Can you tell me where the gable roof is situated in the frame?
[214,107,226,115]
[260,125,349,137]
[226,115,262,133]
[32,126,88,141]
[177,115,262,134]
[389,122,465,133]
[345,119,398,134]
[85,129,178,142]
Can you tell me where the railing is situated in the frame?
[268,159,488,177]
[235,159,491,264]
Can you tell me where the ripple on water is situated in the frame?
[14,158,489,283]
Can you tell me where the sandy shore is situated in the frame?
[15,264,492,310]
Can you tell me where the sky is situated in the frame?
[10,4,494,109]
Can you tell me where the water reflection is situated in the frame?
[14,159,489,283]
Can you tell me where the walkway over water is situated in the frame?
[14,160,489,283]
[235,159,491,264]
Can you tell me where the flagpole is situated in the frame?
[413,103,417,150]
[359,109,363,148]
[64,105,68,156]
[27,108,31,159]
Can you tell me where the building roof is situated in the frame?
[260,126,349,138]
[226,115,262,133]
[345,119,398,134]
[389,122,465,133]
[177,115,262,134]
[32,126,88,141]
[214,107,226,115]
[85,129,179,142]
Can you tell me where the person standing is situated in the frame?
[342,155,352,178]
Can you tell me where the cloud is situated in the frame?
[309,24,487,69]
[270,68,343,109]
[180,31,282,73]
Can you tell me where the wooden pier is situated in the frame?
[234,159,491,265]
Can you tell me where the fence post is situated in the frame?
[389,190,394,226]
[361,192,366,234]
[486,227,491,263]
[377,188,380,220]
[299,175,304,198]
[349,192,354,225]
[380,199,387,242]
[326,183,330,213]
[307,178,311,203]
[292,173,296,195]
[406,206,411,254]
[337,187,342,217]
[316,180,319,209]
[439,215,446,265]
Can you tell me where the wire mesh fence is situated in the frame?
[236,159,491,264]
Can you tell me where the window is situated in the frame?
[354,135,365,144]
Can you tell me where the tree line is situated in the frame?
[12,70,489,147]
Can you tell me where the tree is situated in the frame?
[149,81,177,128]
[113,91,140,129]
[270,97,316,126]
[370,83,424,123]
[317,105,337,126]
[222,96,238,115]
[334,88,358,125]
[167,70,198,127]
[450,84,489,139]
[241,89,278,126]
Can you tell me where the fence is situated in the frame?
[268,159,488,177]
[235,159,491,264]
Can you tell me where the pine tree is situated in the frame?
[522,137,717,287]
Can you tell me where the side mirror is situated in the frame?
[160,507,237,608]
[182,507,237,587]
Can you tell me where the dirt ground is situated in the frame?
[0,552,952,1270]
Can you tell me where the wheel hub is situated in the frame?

> [Task goal]
Copy the items from the line containing "Can you tell me where the wire" through the line containing "[522,137,717,287]", inclusive, reproducing each line unchanged.

> [Expected answer]
Can you tell me where the wire mesh fence is situated in the frame?
[236,159,491,264]
Can you tell me where the window is situated in the frame?
[354,135,365,144]
Can you tell me where the tree line is situated in the frame?
[12,70,489,147]
Can you tell me where the tree is situated in the frame?
[149,81,177,128]
[113,91,140,129]
[270,97,316,126]
[370,83,424,123]
[317,105,337,126]
[222,96,238,115]
[334,88,358,125]
[167,70,198,127]
[450,84,489,139]
[241,89,278,126]
Can you tell me where the fence is situated in the frame?
[268,159,488,177]
[235,159,491,264]
Can you tell me where the pine tree is situated in the frame?
[522,137,717,287]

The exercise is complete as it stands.